Welcome to the Antitrust Antidote—a quarterly publication analyzing U.S. antitrust decisions from legal and economic perspectives. Authored by former Federal Trade Commission (FTC) enforcer Koren W. Wong-Ervin with former FTC economist co-authors Jeremy Sandford and Nathan Wilson, alternating each quarter. The title of this series, “Antitrust Antidote,” while mostly meant to be humorous (perhaps limited to those of who have heard Koren’s “let’s talk economics” as a cure for a bad day), also refers to the practical guidance we aim to provide throughout the series. We hope you enjoy it!
***
There were a number of decisions from October-December 2024, including:
- FTC v. Amazon, applying an “indicia of oppressiveness” standard to a standalone Section 5 unfair methods of competition (UMC) parallel-pricing claim;
- FTC v. Kroger and FTC v. Tapestry, relying heavily on the DOJ-FTC 2023 Merger Guidelines, including the Guidelines’ lower HHI thresholds and heavy reliance on the Brown Shoe qualitative factors; and
- FTC v. Kroger, endorsing the FTC’s controversial labor-market theories based on increased employer bargaining power as opposed to traditional monopsony concerns.

# Stated problem A:
Duplicate word for word the portion of the antitrust newsletter excerpt that begins at the words containing "Welcome to the" and ends with "you enjoy it!".
# Stated problem B:
Pick up the antitrust newsletter excerpt after its final sentence and extend it with further text in the same style.

# Location identification entries:

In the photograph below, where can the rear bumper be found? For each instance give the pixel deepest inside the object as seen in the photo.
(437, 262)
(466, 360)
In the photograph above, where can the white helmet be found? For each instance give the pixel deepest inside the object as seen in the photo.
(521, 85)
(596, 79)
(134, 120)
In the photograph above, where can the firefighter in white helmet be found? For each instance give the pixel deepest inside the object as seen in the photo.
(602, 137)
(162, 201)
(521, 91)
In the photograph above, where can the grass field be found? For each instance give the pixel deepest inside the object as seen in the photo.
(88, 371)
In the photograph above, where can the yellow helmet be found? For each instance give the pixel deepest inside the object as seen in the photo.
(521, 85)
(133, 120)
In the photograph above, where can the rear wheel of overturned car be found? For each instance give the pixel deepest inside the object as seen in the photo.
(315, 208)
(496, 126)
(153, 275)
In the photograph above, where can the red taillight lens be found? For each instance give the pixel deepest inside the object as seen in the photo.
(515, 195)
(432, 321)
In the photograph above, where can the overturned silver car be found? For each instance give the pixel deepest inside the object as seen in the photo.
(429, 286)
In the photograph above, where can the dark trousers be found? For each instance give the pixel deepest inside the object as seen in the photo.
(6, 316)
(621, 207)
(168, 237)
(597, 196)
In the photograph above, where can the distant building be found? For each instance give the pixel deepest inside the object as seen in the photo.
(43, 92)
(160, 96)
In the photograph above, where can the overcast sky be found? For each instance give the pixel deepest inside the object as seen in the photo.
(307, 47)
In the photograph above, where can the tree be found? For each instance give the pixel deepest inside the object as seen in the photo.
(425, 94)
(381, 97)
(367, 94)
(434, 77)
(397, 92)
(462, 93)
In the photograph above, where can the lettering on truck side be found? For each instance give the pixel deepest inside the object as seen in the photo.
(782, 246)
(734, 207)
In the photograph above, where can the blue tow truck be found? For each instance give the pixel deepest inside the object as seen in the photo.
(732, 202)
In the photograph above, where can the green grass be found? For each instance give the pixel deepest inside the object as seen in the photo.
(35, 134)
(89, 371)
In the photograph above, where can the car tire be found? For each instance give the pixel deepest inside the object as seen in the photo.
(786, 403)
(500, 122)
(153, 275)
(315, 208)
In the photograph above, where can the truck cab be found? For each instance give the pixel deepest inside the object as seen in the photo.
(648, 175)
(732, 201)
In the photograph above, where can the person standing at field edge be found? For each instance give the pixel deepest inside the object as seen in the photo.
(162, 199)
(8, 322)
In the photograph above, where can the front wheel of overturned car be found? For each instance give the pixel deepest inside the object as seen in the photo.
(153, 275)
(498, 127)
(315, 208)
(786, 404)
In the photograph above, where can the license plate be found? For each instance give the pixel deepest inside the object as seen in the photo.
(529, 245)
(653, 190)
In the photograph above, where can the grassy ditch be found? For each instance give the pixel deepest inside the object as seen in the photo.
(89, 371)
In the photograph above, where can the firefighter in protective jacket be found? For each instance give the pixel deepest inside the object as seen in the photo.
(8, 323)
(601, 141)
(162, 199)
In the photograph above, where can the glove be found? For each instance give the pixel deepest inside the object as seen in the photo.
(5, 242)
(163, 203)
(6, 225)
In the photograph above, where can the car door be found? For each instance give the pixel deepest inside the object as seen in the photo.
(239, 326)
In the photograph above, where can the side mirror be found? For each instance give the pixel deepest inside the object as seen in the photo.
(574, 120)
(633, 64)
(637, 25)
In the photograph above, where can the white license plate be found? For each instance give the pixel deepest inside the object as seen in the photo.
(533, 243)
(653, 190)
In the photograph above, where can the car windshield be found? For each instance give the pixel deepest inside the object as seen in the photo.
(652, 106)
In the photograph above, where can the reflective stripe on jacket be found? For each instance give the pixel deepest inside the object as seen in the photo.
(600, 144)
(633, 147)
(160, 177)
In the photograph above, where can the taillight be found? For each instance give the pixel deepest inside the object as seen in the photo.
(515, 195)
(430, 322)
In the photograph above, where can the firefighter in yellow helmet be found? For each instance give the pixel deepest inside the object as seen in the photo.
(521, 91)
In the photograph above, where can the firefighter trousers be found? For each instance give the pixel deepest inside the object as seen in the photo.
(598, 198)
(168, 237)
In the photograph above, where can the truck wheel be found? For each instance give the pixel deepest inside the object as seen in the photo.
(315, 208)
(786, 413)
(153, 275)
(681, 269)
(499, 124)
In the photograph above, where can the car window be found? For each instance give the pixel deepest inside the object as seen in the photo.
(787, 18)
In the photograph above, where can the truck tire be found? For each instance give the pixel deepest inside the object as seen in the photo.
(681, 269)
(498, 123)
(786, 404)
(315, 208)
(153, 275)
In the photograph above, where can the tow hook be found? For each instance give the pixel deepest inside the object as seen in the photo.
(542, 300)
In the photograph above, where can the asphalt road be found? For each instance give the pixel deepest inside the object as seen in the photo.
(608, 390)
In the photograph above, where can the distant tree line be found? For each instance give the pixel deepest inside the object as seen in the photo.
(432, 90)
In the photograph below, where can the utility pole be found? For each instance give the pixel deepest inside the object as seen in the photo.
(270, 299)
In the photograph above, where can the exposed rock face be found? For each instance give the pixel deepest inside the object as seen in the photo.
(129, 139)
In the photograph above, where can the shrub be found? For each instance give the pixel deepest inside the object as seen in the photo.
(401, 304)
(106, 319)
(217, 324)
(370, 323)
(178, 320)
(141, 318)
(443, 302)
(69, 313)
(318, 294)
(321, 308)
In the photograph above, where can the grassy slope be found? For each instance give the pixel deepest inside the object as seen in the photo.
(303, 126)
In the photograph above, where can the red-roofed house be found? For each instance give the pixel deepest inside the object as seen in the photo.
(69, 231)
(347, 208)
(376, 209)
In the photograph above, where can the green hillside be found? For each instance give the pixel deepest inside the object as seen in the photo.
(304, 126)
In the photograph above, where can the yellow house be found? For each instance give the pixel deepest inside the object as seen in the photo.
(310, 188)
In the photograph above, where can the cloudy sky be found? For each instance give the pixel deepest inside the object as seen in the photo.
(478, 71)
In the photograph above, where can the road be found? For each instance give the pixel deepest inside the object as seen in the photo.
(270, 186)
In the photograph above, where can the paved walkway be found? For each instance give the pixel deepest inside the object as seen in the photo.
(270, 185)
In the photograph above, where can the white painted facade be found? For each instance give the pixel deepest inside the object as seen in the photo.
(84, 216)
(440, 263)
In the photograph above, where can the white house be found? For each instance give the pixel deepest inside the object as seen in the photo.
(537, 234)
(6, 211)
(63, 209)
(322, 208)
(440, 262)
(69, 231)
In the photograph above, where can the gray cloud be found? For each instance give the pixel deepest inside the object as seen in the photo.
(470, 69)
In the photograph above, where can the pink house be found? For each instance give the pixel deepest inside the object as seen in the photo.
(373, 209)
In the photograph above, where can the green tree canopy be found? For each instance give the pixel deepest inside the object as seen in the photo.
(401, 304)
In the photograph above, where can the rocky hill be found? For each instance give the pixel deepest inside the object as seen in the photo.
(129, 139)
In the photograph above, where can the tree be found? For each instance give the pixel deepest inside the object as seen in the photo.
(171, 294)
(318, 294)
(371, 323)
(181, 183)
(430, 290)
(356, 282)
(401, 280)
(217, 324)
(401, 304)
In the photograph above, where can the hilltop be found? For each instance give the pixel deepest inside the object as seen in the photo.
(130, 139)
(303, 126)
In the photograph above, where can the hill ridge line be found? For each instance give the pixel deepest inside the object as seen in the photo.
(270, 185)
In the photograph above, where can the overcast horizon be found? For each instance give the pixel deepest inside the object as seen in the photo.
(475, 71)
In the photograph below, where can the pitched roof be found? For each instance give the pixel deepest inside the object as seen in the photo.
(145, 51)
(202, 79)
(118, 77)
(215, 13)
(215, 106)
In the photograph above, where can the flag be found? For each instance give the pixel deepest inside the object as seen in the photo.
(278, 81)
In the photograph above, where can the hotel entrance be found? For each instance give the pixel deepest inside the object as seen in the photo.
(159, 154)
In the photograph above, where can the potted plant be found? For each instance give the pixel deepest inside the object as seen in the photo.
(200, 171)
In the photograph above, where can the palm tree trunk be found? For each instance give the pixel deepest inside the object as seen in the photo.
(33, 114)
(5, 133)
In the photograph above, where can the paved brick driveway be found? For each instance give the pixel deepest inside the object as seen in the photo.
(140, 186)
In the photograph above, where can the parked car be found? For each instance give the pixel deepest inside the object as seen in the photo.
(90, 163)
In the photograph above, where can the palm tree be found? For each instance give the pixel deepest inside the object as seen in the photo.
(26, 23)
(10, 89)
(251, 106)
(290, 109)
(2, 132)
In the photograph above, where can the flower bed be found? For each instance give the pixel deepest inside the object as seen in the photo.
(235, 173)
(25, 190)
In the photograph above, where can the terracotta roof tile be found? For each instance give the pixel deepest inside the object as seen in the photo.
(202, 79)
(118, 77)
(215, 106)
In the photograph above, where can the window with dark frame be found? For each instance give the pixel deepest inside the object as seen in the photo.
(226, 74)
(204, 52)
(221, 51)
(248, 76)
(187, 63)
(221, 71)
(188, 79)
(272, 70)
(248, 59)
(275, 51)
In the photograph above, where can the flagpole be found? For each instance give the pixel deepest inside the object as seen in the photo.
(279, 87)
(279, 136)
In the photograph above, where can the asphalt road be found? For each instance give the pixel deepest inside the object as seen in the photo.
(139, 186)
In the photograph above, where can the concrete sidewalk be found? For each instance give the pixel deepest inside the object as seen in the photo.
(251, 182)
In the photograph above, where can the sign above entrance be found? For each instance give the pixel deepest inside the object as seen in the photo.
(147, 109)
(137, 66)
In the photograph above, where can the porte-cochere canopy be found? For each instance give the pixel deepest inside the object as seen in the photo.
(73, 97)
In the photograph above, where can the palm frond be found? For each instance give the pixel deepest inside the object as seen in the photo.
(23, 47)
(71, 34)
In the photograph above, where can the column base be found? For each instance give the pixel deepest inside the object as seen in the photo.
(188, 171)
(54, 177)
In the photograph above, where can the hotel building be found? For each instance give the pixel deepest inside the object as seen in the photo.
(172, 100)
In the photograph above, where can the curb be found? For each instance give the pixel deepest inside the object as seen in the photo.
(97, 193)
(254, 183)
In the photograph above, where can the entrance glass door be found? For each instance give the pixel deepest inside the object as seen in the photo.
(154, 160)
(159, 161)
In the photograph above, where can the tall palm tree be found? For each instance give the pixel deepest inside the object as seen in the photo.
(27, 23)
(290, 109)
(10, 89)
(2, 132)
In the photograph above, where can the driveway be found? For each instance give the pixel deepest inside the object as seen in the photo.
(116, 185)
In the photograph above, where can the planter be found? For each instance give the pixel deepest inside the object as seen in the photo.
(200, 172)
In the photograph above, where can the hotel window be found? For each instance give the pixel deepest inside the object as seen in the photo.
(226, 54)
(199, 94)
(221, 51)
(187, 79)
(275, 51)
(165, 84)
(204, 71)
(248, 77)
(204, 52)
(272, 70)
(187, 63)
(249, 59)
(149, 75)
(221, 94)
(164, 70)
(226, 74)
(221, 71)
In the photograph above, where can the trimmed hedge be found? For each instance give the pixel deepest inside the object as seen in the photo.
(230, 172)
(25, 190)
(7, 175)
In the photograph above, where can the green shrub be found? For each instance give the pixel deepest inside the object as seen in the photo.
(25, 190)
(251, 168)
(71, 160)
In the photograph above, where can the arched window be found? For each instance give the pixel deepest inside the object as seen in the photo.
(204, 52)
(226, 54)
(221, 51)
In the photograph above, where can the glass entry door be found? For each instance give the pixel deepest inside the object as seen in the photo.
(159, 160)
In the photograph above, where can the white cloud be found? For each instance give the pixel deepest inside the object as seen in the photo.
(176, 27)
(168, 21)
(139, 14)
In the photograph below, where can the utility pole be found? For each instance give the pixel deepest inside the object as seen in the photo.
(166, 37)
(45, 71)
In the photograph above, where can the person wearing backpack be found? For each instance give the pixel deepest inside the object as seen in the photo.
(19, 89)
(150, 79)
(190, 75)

# Written response A:
Welcome to the Antitrust Antidote—a quarterly publication analyzing U.S. antitrust decisions from legal and economic perspectives. Authored by former Federal Trade Commission (FTC) enforcer Koren W. Wong-Ervin with former FTC economist co-authors Jeremy Sandford and Nathan Wilson, alternating each quarter. The title of this series, “Antitrust Antidote,” while mostly meant to be humorous (perhaps limited to those of who have heard Koren’s “let’s talk economics” as a cure for a bad day), also refers to the practical guidance we aim to provide throughout the series. We hope you enjoy it!

# Written response B:
Given the incoming Trump Administration and the possibility that the 2023 Merger Guidelines will be revised (and perhaps significantly), it is particularly noteworthy that several courts have now relied on the Biden Administration Guidelines.
- FTC et al. v. Amazon.com, Inc. (W.D. Wash. Sept. 30, 2024)
In September, a Washington federal district court denied Amazon’s motion to dismiss (with the exception of certain state law claims), applying an “indicia of oppressiveness” standard for standalone Section 5 UMC parallel-pricing claims:
In our view, before business conduct in an oligopolistic industry may be labelled “unfair” within the meaning of § 5 a minimum standard demands that, absent a tacit agreement, at least some indicia of oppressiveness must exist such as (1) evidence of anticompetitive intent or purpose on the part of the producer charged, or (2) the absence of an independent legitimate business reason for its conduct. . . . business practices are not “unfair” in violation of § 5 unless those practices either have an anticompetitive purpose or cannot be supported by an independent legitimate reason.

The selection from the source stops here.